(Stored data entries)
———

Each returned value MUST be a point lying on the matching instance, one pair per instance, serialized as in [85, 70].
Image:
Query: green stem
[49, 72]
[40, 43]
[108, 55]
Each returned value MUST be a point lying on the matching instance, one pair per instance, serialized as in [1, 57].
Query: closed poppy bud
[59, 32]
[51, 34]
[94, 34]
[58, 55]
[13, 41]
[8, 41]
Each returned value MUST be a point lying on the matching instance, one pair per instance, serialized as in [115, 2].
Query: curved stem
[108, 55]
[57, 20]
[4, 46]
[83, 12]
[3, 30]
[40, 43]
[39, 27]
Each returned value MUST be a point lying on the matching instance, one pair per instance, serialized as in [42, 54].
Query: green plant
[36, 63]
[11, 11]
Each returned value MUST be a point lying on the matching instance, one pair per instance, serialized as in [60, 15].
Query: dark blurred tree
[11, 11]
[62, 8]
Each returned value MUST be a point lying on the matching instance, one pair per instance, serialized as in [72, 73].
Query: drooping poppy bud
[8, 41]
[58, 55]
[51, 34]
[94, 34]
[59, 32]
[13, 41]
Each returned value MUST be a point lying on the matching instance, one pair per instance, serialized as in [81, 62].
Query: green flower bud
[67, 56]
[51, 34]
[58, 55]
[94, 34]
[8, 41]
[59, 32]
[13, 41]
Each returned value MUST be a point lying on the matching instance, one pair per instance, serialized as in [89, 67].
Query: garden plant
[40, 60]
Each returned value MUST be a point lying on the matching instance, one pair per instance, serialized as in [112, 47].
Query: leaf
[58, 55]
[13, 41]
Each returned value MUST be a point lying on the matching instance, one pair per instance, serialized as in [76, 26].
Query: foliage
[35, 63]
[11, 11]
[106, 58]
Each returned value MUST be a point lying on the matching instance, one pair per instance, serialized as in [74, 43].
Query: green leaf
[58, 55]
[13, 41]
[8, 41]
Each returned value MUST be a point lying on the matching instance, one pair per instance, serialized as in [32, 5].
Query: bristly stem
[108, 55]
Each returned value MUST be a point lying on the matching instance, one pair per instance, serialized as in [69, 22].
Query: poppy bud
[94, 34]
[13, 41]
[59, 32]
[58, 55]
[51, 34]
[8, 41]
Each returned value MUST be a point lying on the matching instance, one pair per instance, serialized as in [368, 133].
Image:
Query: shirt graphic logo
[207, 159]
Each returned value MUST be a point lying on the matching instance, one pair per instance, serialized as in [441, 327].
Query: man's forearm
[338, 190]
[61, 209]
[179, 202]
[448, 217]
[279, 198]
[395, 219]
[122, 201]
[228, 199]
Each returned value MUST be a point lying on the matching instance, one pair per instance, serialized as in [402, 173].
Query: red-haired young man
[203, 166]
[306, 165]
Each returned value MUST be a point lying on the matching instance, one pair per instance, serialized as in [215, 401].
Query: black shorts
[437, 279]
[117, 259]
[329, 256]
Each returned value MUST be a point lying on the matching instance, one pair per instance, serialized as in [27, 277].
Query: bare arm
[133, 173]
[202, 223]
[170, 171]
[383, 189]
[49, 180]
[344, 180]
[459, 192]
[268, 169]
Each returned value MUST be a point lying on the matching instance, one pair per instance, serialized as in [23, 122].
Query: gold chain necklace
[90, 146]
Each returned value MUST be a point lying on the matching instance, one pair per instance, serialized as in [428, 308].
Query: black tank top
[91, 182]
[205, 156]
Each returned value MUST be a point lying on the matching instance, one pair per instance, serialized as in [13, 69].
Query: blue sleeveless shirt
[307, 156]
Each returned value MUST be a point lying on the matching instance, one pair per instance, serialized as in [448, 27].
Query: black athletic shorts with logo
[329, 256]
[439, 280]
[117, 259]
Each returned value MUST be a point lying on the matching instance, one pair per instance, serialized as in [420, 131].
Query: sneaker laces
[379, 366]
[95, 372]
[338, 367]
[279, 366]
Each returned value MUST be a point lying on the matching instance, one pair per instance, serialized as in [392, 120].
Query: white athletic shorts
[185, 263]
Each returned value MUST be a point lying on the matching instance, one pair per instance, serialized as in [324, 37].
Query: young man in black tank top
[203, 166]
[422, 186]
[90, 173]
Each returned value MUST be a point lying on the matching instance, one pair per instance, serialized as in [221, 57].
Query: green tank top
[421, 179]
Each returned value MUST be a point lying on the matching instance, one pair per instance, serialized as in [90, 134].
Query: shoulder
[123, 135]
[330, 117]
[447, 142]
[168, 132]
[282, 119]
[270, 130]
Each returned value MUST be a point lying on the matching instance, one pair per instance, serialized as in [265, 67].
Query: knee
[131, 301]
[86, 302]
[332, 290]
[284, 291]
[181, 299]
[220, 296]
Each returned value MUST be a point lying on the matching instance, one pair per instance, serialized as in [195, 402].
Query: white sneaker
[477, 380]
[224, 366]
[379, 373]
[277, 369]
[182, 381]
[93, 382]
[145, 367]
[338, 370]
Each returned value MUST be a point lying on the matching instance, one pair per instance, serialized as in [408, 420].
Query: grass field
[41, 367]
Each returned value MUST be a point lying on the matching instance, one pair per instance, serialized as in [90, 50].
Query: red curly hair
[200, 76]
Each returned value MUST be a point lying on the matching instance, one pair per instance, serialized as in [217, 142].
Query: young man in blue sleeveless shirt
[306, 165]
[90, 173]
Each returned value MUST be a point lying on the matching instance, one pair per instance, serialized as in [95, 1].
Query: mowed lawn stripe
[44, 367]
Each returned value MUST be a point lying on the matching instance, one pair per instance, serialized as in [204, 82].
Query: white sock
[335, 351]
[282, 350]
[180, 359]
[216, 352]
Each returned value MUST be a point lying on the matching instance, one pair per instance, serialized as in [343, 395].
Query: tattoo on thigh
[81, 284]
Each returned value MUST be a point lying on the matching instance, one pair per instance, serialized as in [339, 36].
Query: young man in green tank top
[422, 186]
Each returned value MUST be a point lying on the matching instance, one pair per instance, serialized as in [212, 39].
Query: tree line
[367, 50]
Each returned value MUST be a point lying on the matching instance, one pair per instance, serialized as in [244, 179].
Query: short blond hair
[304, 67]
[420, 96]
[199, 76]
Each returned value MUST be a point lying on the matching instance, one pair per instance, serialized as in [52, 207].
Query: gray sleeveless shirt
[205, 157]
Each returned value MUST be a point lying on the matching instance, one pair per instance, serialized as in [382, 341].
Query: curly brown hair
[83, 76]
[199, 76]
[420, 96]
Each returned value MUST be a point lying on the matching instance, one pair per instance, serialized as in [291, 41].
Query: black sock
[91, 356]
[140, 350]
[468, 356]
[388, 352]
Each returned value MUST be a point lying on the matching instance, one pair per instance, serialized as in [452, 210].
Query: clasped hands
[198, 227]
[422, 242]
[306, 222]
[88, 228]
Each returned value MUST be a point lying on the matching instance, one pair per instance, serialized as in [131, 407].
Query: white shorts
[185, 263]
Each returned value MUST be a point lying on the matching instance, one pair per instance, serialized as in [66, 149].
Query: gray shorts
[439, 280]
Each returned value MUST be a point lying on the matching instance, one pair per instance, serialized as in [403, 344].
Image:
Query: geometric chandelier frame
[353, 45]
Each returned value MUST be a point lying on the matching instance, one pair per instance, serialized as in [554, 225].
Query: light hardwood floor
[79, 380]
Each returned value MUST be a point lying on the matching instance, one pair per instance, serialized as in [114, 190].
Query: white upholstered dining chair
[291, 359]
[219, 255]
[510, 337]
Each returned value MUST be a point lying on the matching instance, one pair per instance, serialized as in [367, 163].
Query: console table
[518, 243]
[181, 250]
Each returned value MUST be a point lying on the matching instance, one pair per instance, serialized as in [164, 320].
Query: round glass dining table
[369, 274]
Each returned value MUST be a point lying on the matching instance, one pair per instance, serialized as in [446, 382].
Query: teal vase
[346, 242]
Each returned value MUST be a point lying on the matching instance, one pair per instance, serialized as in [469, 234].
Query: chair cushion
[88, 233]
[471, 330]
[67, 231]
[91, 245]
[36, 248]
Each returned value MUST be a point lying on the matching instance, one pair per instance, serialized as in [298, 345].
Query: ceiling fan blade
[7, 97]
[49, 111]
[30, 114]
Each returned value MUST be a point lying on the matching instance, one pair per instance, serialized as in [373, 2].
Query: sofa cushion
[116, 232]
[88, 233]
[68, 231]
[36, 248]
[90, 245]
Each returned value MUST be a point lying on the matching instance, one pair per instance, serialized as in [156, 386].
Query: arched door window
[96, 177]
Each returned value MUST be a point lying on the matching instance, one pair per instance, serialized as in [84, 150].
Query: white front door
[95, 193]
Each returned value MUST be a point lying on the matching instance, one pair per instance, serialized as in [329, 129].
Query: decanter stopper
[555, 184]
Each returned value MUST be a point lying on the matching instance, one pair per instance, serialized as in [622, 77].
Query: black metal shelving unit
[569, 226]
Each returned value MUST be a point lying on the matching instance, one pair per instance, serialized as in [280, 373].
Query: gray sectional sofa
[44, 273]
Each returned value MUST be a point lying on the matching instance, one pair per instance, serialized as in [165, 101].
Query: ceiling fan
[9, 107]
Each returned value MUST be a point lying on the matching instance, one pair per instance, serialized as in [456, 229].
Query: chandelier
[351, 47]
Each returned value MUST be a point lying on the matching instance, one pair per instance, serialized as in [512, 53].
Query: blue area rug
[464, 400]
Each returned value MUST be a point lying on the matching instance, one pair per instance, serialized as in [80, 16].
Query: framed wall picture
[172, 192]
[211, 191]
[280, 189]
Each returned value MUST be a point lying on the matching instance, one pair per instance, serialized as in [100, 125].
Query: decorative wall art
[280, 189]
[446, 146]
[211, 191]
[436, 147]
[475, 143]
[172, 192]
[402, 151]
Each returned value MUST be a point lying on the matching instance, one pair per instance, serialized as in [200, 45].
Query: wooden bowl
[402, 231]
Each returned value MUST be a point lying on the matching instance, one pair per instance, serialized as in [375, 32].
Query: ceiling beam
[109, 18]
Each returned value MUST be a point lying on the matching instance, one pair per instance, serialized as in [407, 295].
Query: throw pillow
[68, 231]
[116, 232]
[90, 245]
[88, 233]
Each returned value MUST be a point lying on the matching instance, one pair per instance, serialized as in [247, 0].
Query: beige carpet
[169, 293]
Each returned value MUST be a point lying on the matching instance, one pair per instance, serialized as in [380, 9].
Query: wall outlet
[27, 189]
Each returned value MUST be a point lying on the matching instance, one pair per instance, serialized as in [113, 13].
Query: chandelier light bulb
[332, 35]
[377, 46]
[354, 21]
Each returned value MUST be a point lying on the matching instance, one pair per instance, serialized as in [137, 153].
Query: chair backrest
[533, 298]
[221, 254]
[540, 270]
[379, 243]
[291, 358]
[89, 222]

———

Repeat only the lines from the one holding "Query: wooden bowl" through the last line of the data.

OUTPUT OF THE EXERCISE
Query: wooden bowl
[402, 231]
Each returned value MUST be a point lying on the matching instance, one pair per instance, serialized as in [375, 32].
Query: ceiling beam
[109, 18]
Each returned value MUST be a point lying on the matching instance, one pair per instance, serialized as in [407, 295].
Query: throw pillow
[68, 231]
[116, 232]
[90, 245]
[88, 233]
Each returned value MUST be a point lying on the matching instance, one pair per instance, serialized as in [247, 0].
Query: beige carpet
[169, 293]
Each returned value MUST be a point lying on the matching instance, one pair per instance, serialized as in [380, 9].
Query: wall outlet
[27, 189]
Each returned value MUST be a point lying on the matching instance, one pair per instance, serialized as in [113, 13].
Query: chandelier light bulb
[332, 35]
[377, 46]
[354, 21]
Each returned value MUST be a point lying on the matching instance, one pair per instance, serialized as in [137, 153].
Query: chair backrest
[533, 298]
[221, 254]
[540, 270]
[379, 243]
[291, 358]
[89, 222]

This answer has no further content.